Compact simulation guides subnanometer, femtosecond measures of energy transfer between quasiparticles and hot carriers at interfaces between metals and two-dimensional materials

Compact computational structure-function relations are needed to examine energy transfer between confined fields and carrier dynamics at heterostructure interfaces. This work used discrete dipole approximations to analyze quasiparticle excitation and dephasing at interfaces between metals and van der Waals materials. Simulations were compared with scanning transmission electron microscopy (STEM) for energy electron loss spectroscopy (EELS) at sub-nanometer resolution and femtosecond timescale. Artifacts like direct electron-hole pair generation were avoided. Comparing simulation with experiment distinguished quasiparticle energy transfer to hot carriers at the interface, and supported development of structure-function relations between interface morphology and emergent discrete and hybrid modes.

Fabrication and comparison of selective, transparent optics for concentrating solar systems

Concentrating optics enable solar thermal energy to be harvested at high temperature (<100oC). As the temperature of the receiver increases, radiative losses can become dominant. In many concentrating systems, the receiver is coated with a selectively absorbing surface (TiNOx, Black Chrome, etc.) to obtain higher efficiency. Commercial absorber coatings are well-developed to be highly absorbing for short (solar) wavelengths, but highly reflective at long (thermal emission) wavelengths. If a solar system requires an analogous transparent, non-absorbing optic – i.e. a cover material which is highly transparent at short wavelengths, but highly reflective at long wavelengths – the technology is simply not available. Low-e glass technology represents a commercially viable option for this sector, but it has only been optimized for visible light transmission. Optically thin metal hole-arrays are another feasible solution, but are often difficult to fabricate. This study investigates combinations of thin film coatings of transparent conductive oxides and nanoparticles as a potential low cost solution for selective solar covers. This paper experimentally compares readily available materials deposited on various substrates and ranks them via an ‘efficiency factor for selectivity’, which represents the efficiency of radiative exchange in a solar collector. Out of the materials studied, indium tin oxide and thin films of ZnS-Ag-ZnS represent the most feasible solutions for concentrated solar systems. Overall, this study provides an engineering design approach and guide for creating scalable, selective, transparent optics which could potentially be imbedded within conventional low-e glass production techniques.

════════════════════

Can you pick up the abstracts on nanoscale energy transfer and selective solar optics above right after their last sentence and carry them on?

════════════════════

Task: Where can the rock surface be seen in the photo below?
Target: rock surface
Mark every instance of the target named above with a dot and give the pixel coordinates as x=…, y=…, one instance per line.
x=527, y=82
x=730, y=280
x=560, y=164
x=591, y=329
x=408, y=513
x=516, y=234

════════════════════

Reply to the exercise:
Polarizability extraction for rapid computation of Fano resonance in nanoring lattices

Rapid modeling of far-field Fano resonance supported by lattices of complex nanostructures is possible with the coupled dipole approximation (CDA) using point, dipole polarizability extrapolated from a higher order discrete dipole approximation (DDA). Fano resonance in nanostructured metamaterials has been evaluated with CDA for spheroids, for which an analytical form of particle polarizability exists. For complex structures with non-analytic polarizability, such as rings, higher order electrodynamic solutions must be employed at the cost of computation time. Point polarizability is determined from the DDA by summing individual polarizable volume elements from the modeled structure. Extraction of single nanoring polarizability from DDA permitted CDA analysis of nanoring lattices with a 40,000-fold reduction in computational time over 1000 wavelengths. Maxima and minima of predicted Fano resonance energies were within 1% of full volume elements using the DDA. This modeling technique is amenable to other complex nanostructures which exhibit primarily dipolar and/or quadrupolar resonance behavior. Rapid analysis of coupling between plasmons and photon diffraction modes in lattices of nanostructures supports design of plasmonic enhancements in sustainable energy and biomedical devices.